• _Document segment_:

════════════════════

Manx politicians have backed plans to allow doctors to prescribe or administer lethal drugs at the request of patients.
On Tuesday, members of Tynwald’s lower Branch – the House of Keys – passed MHK Alex Allinson’s Assisted Dying Bill at second reading by 17 votes to seven.
The Bill would enable residents over the age of 18 who have mental capacity and are not expected to live beyond six months to “be lawfully provided with assistance to end their life”.
Speaking against the proposals, Chief Minister Alfred Cannan told members there “is no evidence of a mandate” and argued: “The path we should take is one that leads us to compassionate palliative care”.
Andrew Smith MHK, also opposed to any change in the law, referred to the case of a young woman, misdiagnosed with terminal cancer in 2014. Subsequent investigations revealed the supposed cancer was only scar tissue.
In a letter to the MHK she wrote: “Should I have been offered an assisted suicide, my life could have ended at the age of 21. However, I am now 29 and have every expectation of living a full life.”
And Kate Lord-Brennan criticised the lack of detail in the Bill on such a controversial matter, stating: “I’ve seen longer legislation for animals and for vehicles”.
‘Killing is cheap’
Dr Gordon Macdonald, CEO of the Care Not Killing alliance, urged politicians on the Isle of Man to “pull back from this dangerous and ideological policy”.
“As we see in a small number of places that have removed long term universal protections, by allowing the deliberate ending of human life with death row drugs, many vulnerable people will feel pressured into ending their lives.”

════════════════════

• _Tasks to perform_:
A. According to the article on the Isle of Man's Assisted Dying Bill, why does Dr Gordon Macdonald urge Manx politicians to pull back from the policy? Answer in one to three sentences.
B. Carry the article on the Isle of Man's Assisted Dying Bill forward from its final sentence.

════════════════════

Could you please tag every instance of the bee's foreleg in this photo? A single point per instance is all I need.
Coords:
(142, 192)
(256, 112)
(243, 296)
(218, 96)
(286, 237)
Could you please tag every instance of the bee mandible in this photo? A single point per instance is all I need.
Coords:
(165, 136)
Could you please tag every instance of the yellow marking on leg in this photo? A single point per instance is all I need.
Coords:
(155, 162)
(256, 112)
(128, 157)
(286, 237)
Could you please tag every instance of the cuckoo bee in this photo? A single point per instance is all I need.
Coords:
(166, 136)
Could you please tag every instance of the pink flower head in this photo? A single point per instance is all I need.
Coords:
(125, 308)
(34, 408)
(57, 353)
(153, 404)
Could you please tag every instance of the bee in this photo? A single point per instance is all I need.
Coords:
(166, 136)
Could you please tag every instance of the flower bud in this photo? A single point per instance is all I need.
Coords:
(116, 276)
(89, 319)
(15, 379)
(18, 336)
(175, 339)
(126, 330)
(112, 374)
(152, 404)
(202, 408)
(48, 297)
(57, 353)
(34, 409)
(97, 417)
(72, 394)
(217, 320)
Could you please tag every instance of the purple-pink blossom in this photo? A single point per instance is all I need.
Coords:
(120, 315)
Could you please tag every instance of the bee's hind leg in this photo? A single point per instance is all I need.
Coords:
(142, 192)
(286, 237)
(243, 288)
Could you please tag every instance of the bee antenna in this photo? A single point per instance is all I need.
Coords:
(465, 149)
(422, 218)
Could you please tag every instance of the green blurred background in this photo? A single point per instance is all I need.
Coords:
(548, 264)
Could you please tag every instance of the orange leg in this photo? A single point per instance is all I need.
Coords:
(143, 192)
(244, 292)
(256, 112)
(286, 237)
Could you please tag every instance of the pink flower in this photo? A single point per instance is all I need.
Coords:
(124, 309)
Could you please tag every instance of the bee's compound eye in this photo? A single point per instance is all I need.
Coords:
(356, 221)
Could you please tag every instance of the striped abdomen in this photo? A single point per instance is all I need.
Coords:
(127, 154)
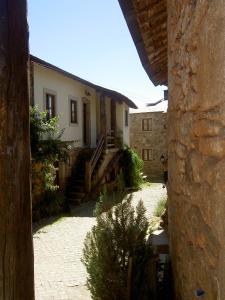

════════════════════

• _Answers given_:
A. He says that a small number of places have removed long-term universal protections and allowed the deliberate ending of human life with death row drugs. He warns that, as seen there, many vulnerable people will feel pressured into ending their lives.

B.
He concluded: “While killing is cheap, providing high quality palliative care and supporting people at the end is not, but this is what we would urge the members of the House of Keys focus on”.
Members are expected to vote next week to progress Allinson’s Bill to more detailed consideration. His plans to legalise euthanasia and assisted suicide could be realised as early as 2025.
A recent Isle of Man Medical Society (IOMMS) survey of doctors found nearly three quarters (74 per cent) of respondents said they would refuse to help terminally ill people kill themselves.
According to the IOMMS, doctors have “overwhelmingly rejected” the plans, with the majority (62 per cent) seeing no need for a change in the law.
“More worryingly”, the Society reported, more than a third (34 per cent) “indicate they might consider leaving the IOM if this legislation was passed”.
Results of a public consultation on the Bill, released in April, found slightly more responses opposed the removal of end-of-life protections (49.61 per cent) than supported it (49.01 per cent).